Problem to work on
Rewrite the material, swapping "rock outcrop" for "boulder" wherever it occurs and keeping every other line unchanged.

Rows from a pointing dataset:
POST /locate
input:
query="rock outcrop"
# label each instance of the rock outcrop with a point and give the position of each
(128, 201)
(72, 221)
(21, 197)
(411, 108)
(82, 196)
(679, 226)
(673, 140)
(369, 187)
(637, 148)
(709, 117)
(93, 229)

Expected output
POST /locate
input:
query="boulder"
# label each instance of the boulder with a point and give the position of each
(128, 201)
(72, 221)
(21, 197)
(411, 108)
(82, 196)
(679, 226)
(673, 140)
(369, 187)
(637, 148)
(709, 117)
(93, 229)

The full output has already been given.